» **Texte fourni**
┄┄┄┄┄┄┄┄┄┄┄┄┄┄┄┄┄┄┄┄

Le juge à l’issue des débats a avisé les parties présentes ou représentées, que la décision serait rendue le 16 Janvier 2025, conformément aux dispositions de l’article 450 du Code de Procédure Civile.
ENTRE :
DEMANDEUR :
Société CAISSE D’EPARGNE ET DE PREVOYANCE BRETAGNE PAYS DE LOIRE
[Adresse 1]
[Adresse 1]
[Localité 3]
représentée par Me Guillaume METZ avocat au barreau de VERSAILLES, substitué par Me VIRGILE THIBAULT, avocat au barreau de RENNES
ET :
DEFENDEUR :
Mme [G] [N] [V]
[Adresse 5]
[Adresse 5]
[Localité 2]
non comparante, ni représentée
Selon offre préalable signée électroniquement le 25 octobre 2019, la CAISSE D’EPARGNE BRETAGNE-PAYS DE LOIRE a consenti à Mme [G] [N] [V] un crédit d’un montant en capital de 20 500 € remboursable en 51 mensualités de 439,24 € incluant les intérêts au taux effectif global de 4,49 %.
Plusieurs échéances n’ayant pas été honorées, la société de crédit a entendu se prévaloir de la déchéance du terme.
Par acte de commissaire de justice du 12 octobre 2023, la CAISSE D’EPARGNE BRETAGNE-PAYS DE LOIRE a fait assigner Mme [G] [N] [V] devant le juge des contentieux de la protection du tribunal judiciaire de Rennes, afin d’obtenir, sous le bénéfice de l’exécution provisoire,
– le constat de la déchéance du terme et, à défaut, le prononcer de la résolution judiciaire du contrat pour manquement grave de l’emprunteur à son obligation de remboursement,
– sa condamnation au paiement des sommes suivantes :
– 13 984,25 € avec intérêts au taux conventionnel de 4,16 % à compter du 3 avril 2022,
– 600 € sur le fondement de l’article 700 du code de procédure civile,
ainsi qu’à supporter les dépens.

┄┄┄┄┄┄┄┄┄┄┄┄┄┄┄┄┄┄┄┄

» **Données fournies**
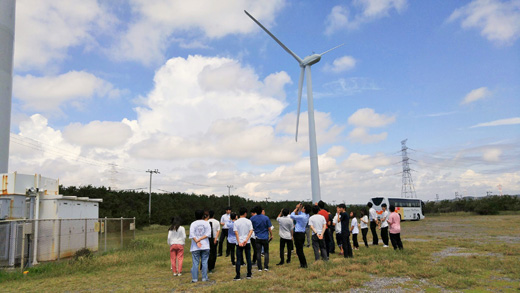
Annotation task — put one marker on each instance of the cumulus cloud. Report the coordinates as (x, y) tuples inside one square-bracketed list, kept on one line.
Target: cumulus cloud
[(366, 118), (157, 23), (341, 64), (492, 155), (498, 21), (50, 92), (106, 134), (46, 30), (363, 11), (475, 95), (500, 122)]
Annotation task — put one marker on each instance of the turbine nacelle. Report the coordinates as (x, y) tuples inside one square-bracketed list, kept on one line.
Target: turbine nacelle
[(310, 60)]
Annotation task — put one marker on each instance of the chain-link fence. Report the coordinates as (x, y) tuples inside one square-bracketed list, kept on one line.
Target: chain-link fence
[(28, 242)]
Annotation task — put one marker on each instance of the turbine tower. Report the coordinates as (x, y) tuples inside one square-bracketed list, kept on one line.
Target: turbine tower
[(305, 65), (7, 14)]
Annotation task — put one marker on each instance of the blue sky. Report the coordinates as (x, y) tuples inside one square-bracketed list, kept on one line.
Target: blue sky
[(104, 91)]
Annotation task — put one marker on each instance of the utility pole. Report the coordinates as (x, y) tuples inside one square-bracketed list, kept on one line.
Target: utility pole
[(150, 195), (407, 189), (229, 194)]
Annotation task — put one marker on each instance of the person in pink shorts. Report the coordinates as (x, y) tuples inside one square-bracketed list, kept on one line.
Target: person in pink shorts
[(176, 240), (394, 220)]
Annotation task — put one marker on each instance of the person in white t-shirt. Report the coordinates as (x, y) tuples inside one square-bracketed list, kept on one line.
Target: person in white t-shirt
[(318, 224), (200, 231), (363, 224), (384, 225), (213, 241), (176, 240), (337, 228), (354, 230), (372, 217), (243, 230), (286, 234), (223, 221)]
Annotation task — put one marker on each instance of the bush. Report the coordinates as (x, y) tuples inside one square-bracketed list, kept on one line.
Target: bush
[(140, 244)]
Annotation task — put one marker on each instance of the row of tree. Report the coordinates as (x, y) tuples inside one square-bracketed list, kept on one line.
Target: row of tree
[(167, 205)]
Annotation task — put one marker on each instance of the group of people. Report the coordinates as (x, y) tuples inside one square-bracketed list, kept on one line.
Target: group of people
[(248, 238)]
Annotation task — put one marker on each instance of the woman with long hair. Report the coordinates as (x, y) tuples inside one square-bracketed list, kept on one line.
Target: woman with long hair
[(176, 240)]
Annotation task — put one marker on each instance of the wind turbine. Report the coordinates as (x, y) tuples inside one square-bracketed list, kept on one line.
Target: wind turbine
[(305, 65)]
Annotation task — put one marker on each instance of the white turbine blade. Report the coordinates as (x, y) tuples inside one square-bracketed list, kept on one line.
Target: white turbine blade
[(278, 41), (300, 85), (331, 50)]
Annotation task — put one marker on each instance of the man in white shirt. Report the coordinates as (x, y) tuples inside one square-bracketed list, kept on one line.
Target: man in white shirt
[(384, 225), (200, 231), (337, 228), (243, 229), (223, 221), (213, 241), (372, 217), (318, 225), (286, 235)]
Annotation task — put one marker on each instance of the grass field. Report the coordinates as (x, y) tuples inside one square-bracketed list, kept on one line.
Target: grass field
[(452, 252)]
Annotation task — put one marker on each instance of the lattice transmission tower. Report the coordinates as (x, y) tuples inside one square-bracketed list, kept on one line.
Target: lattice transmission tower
[(407, 189)]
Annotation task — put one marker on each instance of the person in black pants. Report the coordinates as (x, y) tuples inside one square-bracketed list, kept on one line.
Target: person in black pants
[(372, 217), (302, 218), (213, 240), (345, 231), (224, 233)]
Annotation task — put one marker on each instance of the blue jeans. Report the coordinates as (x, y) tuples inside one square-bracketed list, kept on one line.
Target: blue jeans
[(196, 257)]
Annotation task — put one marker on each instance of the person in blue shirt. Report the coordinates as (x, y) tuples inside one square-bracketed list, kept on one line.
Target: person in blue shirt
[(262, 227), (231, 238), (301, 216)]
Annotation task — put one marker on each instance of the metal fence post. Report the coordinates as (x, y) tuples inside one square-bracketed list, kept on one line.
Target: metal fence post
[(106, 229), (121, 232), (85, 233), (23, 246), (59, 239)]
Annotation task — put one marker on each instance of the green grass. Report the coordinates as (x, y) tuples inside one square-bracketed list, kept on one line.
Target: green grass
[(486, 257)]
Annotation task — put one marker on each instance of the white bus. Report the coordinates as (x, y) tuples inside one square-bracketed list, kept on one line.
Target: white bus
[(409, 209)]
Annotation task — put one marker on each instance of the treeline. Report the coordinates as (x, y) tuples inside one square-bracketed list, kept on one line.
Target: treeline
[(131, 204), (165, 205), (489, 205)]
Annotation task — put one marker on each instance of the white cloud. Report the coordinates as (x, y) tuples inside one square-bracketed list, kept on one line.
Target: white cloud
[(498, 21), (105, 134), (476, 94), (341, 64), (46, 30), (380, 8), (360, 134), (50, 92), (364, 11), (500, 122), (492, 155), (158, 22), (367, 117), (337, 19), (191, 94)]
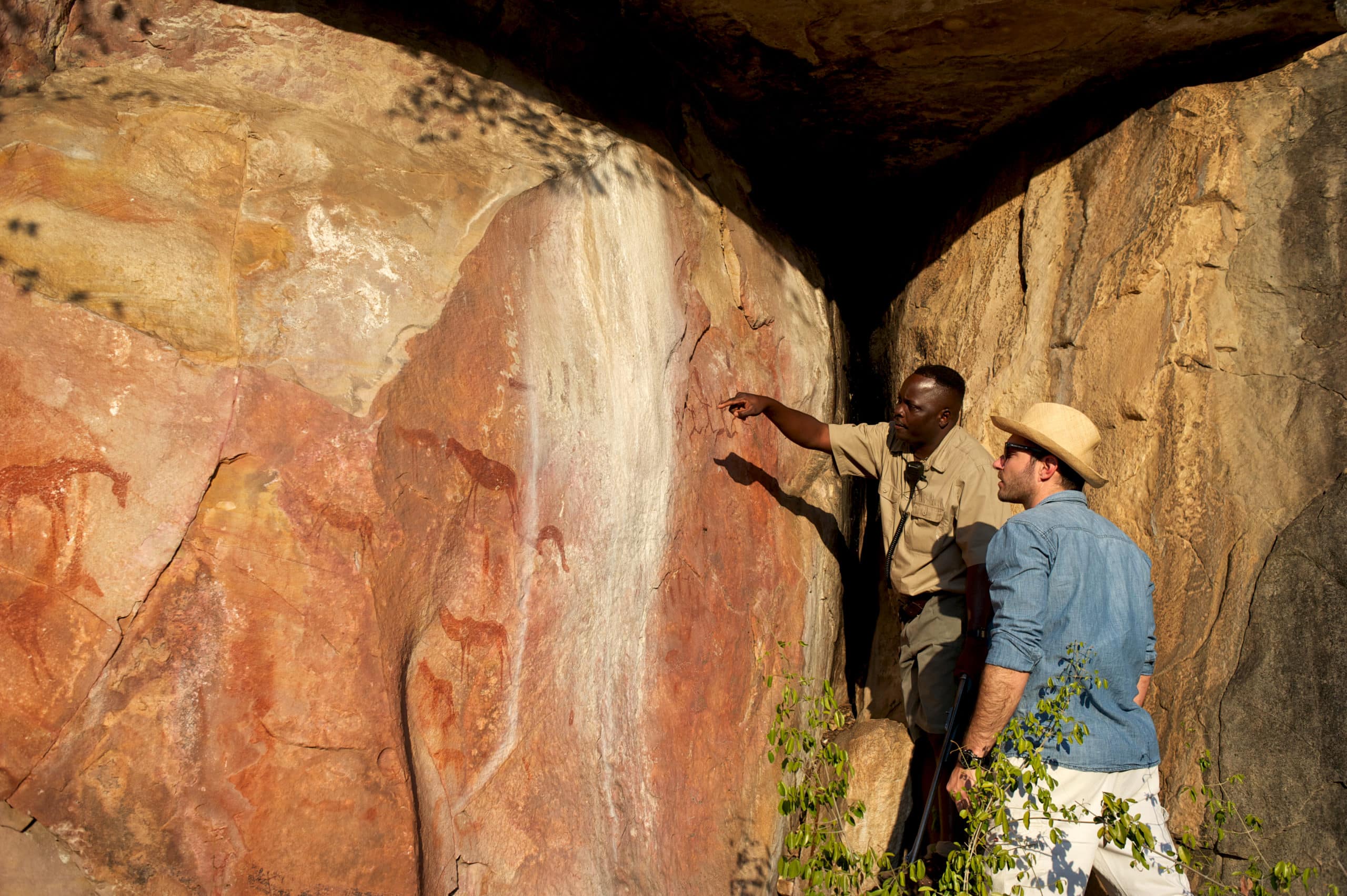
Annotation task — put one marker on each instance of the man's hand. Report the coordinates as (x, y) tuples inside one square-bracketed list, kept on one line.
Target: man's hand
[(797, 426), (972, 659), (745, 405), (961, 779), (1143, 686)]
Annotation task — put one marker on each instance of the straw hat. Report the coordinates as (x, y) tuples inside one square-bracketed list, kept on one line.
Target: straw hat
[(1063, 431)]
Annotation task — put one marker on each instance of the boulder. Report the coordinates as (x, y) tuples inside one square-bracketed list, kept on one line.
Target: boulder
[(34, 863), (880, 751), (363, 479)]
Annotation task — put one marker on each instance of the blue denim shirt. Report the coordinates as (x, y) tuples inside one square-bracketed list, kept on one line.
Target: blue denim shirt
[(1062, 575)]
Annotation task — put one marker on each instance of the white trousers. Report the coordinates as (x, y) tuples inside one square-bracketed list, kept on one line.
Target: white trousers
[(1081, 851)]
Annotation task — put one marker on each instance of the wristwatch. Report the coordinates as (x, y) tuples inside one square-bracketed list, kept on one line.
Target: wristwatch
[(966, 759)]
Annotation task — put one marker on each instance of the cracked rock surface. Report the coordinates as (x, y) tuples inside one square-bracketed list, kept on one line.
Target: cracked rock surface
[(1180, 279), (369, 525)]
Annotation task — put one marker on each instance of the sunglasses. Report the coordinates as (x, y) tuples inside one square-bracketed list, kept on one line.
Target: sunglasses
[(1032, 450)]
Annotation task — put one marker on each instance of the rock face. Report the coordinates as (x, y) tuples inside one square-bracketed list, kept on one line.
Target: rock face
[(1182, 280), (369, 522), (1288, 690), (880, 751)]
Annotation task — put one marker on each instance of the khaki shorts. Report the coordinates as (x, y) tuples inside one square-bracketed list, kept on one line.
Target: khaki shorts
[(927, 651)]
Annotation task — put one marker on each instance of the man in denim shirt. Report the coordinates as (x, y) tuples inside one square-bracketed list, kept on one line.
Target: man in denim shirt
[(1061, 576)]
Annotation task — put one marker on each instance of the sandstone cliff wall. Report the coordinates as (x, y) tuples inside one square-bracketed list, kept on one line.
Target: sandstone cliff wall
[(369, 526), (1182, 280)]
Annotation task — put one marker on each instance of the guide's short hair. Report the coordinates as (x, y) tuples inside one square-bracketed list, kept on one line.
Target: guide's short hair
[(1070, 477), (943, 376)]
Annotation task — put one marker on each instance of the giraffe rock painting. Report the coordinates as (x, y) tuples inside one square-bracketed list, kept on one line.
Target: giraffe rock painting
[(356, 486), (52, 486)]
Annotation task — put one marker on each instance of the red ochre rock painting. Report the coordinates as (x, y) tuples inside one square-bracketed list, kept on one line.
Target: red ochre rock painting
[(363, 655), (51, 484)]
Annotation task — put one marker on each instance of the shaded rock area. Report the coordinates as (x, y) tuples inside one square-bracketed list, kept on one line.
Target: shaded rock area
[(880, 751), (1182, 280), (1288, 690)]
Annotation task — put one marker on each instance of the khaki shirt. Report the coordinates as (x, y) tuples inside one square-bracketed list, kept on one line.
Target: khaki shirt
[(954, 512)]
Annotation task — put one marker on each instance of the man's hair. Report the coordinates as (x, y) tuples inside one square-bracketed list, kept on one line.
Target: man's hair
[(946, 378), (1070, 477)]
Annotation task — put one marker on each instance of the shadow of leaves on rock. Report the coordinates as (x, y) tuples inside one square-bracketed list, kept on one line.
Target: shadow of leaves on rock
[(450, 104)]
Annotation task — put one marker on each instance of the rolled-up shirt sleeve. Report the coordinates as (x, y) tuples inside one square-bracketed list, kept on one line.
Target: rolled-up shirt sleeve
[(1018, 563), (1148, 667), (859, 448)]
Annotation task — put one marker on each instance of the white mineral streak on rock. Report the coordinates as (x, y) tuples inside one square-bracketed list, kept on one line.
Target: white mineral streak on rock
[(607, 316)]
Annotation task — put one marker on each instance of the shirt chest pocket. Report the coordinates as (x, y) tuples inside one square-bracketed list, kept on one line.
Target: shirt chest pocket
[(926, 526)]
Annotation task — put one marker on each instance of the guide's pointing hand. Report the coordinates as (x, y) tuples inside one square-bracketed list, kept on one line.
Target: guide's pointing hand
[(744, 405)]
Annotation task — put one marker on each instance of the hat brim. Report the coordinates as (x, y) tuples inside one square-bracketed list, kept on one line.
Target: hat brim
[(1051, 446)]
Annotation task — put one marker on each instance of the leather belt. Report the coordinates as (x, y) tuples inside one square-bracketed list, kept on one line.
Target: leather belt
[(910, 608)]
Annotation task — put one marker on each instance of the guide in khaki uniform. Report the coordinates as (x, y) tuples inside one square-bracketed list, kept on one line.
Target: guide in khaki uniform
[(938, 512)]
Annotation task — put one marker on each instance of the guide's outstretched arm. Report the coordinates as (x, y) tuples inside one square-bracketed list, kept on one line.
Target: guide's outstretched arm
[(797, 426)]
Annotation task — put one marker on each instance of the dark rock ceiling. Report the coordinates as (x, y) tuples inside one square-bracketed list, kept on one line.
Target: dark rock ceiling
[(859, 123)]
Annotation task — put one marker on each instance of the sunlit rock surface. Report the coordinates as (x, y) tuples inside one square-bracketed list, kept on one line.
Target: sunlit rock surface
[(369, 523), (1182, 280)]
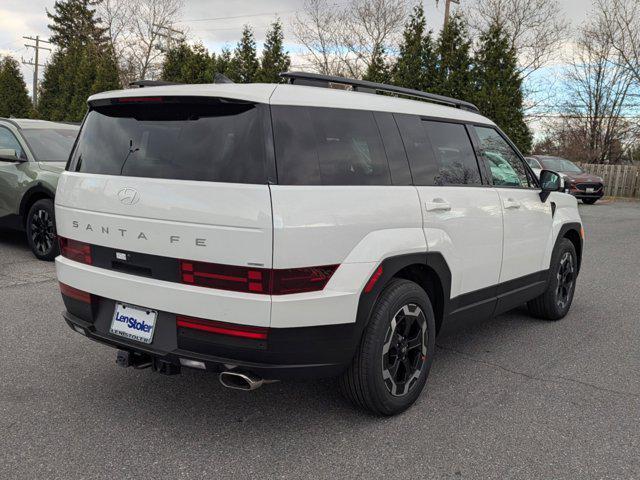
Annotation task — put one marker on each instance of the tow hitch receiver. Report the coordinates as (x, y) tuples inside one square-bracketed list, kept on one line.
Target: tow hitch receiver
[(136, 360)]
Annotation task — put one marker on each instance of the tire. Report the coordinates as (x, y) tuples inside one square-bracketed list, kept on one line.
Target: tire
[(555, 302), (41, 230), (403, 308)]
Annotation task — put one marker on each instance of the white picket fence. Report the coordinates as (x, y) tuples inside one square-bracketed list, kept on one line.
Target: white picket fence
[(619, 180)]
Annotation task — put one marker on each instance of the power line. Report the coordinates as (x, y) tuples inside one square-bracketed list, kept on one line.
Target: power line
[(37, 47), (236, 16)]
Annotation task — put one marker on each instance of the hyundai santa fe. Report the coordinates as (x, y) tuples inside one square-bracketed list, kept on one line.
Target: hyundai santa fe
[(269, 232)]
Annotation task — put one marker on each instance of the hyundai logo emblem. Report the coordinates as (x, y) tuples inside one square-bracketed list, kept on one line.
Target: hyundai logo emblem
[(128, 196)]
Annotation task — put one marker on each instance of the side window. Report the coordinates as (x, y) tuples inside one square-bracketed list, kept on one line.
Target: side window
[(440, 153), (325, 146), (396, 155), (507, 169), (10, 142), (455, 159)]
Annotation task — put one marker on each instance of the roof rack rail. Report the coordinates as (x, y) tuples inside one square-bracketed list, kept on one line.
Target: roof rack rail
[(11, 121), (318, 80), (152, 83)]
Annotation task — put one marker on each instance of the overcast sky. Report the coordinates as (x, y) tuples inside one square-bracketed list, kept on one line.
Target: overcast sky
[(20, 18)]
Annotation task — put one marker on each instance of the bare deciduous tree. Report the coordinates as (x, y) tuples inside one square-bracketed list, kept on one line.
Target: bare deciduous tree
[(537, 28), (622, 23), (370, 25), (133, 27), (317, 27), (342, 40), (593, 128)]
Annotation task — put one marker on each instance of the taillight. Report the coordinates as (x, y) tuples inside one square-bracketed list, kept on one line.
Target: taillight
[(298, 280), (81, 295), (75, 250), (225, 277), (221, 328), (256, 280), (372, 281)]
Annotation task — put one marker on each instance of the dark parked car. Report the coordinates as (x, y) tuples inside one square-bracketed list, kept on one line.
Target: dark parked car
[(585, 186)]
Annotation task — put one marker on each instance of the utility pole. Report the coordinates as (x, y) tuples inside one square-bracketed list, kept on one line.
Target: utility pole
[(37, 47), (447, 9)]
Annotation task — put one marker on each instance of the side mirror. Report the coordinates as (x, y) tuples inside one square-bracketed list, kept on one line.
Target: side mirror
[(550, 182), (9, 155)]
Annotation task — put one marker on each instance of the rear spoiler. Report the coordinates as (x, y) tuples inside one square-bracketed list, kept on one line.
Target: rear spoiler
[(218, 78)]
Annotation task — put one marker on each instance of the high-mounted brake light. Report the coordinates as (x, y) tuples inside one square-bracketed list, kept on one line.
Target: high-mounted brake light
[(139, 100), (221, 328), (256, 280), (80, 295), (75, 250)]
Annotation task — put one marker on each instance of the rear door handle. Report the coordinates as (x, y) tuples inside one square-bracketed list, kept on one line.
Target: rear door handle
[(437, 205), (510, 203)]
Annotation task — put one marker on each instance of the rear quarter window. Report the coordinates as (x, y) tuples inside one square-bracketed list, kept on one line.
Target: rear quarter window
[(216, 142), (440, 153), (326, 146)]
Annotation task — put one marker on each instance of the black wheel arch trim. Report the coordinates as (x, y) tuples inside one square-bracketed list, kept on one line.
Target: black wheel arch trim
[(37, 190), (391, 266), (575, 228)]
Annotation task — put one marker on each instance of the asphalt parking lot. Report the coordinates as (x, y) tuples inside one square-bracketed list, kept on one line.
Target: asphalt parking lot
[(510, 398)]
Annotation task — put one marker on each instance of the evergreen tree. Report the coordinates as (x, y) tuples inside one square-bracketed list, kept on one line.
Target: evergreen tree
[(14, 98), (499, 86), (274, 59), (378, 70), (453, 61), (244, 65), (222, 63), (82, 65), (415, 67), (73, 22)]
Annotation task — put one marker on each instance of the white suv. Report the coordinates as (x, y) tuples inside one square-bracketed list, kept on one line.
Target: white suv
[(266, 232)]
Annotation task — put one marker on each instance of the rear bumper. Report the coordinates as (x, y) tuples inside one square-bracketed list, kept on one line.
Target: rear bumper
[(290, 353), (580, 194)]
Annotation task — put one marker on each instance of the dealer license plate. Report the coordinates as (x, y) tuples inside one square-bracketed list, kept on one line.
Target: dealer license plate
[(134, 323)]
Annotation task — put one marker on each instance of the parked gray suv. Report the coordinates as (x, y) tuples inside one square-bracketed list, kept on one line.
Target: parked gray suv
[(32, 155)]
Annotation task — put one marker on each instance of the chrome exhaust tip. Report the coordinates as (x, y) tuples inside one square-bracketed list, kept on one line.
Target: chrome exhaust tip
[(240, 380)]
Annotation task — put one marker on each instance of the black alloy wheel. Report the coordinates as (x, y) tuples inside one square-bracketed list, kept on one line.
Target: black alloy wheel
[(405, 350), (566, 280), (41, 230)]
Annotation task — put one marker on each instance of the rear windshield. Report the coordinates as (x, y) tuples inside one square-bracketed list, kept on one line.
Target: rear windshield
[(217, 142), (50, 144)]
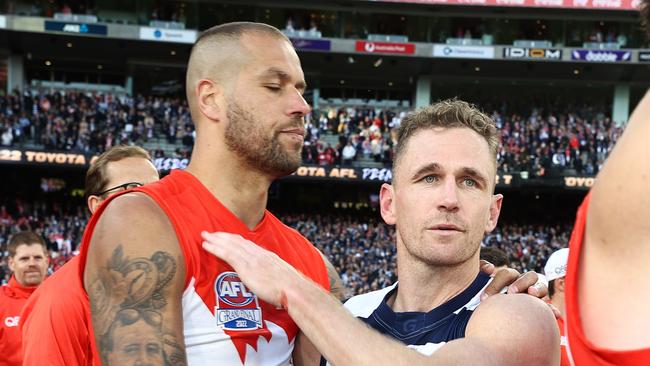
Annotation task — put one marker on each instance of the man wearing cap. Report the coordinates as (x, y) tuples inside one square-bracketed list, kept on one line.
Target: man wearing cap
[(555, 270)]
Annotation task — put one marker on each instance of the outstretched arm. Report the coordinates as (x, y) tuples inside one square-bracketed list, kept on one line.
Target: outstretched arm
[(134, 278), (344, 340), (613, 268)]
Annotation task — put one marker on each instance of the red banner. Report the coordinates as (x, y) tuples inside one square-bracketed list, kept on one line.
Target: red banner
[(385, 47), (562, 4)]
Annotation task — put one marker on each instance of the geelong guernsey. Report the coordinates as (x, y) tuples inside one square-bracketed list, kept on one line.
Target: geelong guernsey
[(425, 332), (224, 323)]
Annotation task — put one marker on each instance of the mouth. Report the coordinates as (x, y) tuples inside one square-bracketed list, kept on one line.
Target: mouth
[(446, 229), (294, 133)]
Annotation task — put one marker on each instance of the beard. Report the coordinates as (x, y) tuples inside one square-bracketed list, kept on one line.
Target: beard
[(246, 137)]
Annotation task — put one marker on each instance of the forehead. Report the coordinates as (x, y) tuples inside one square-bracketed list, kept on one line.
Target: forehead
[(451, 148), (133, 169), (29, 250), (267, 51)]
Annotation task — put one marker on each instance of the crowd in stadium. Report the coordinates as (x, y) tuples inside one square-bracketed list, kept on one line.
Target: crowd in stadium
[(85, 122), (361, 248), (539, 140), (542, 140)]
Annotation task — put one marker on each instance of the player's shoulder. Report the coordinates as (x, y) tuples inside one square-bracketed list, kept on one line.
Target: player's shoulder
[(133, 210), (365, 304)]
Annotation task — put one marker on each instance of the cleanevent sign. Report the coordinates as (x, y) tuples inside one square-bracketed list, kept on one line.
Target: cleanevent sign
[(167, 35), (450, 51), (601, 55), (385, 47)]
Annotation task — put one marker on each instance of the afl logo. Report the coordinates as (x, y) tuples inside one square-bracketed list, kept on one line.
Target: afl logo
[(236, 307), (232, 291)]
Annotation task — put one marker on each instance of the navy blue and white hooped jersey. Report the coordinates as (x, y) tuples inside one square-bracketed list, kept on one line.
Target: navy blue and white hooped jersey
[(425, 332)]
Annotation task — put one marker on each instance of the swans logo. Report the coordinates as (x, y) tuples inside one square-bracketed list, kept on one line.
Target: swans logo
[(237, 308)]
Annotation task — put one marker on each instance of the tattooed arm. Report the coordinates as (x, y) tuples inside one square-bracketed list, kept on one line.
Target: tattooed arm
[(134, 278)]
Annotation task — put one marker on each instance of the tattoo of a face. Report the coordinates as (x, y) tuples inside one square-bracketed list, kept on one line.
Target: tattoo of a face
[(127, 299)]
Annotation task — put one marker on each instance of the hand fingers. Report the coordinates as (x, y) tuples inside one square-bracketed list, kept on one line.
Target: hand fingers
[(539, 290), (502, 278), (487, 267), (522, 284), (556, 311)]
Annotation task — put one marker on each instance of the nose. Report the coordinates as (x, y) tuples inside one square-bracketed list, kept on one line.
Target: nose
[(298, 106), (449, 196)]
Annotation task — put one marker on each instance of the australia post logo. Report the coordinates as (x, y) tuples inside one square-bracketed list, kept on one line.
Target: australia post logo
[(237, 308)]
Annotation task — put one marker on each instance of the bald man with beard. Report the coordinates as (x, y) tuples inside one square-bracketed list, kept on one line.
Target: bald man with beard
[(142, 253)]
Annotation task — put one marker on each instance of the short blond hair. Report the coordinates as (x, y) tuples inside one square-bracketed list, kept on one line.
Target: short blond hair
[(449, 113)]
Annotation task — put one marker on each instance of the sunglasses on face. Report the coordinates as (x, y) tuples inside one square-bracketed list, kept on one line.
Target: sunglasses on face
[(121, 187)]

┄┄┄┄┄┄┄┄┄┄┄┄┄┄┄┄┄┄┄┄

» **Travail demandé**
(1) Répondez aux questions suivantes à partir de l'extrait de jugement.
(a) À quelle date la décision devait-elle être rendue ?
(b) Quel est le montant en capital du crédit consenti ?
(c) Quelle somme est réclamée sur le fondement de l'article 700 du code de procédure civile ?
(2) Reproduisez à l'identique les lignes de la liste situées entre celle qui contient "the blue denim" et celle qui contient "[(1081, 851)]", ces deux lignes comprises.

» **Corrigé**
(1)
(a) Le 16 janvier 2025.
(b) 20 500 €.
(c) 600 €.

(2)
Annotation task — put one marker on each instance of the blue denim shirt. Report the coordinates as (x, y) tuples inside one square-bracketed list, kept on one line.
Target: blue denim shirt
[(1062, 575)]
Annotation task — put one marker on each instance of the white trousers. Report the coordinates as (x, y) tuples inside one square-bracketed list, kept on one line.
Target: white trousers
[(1081, 851)]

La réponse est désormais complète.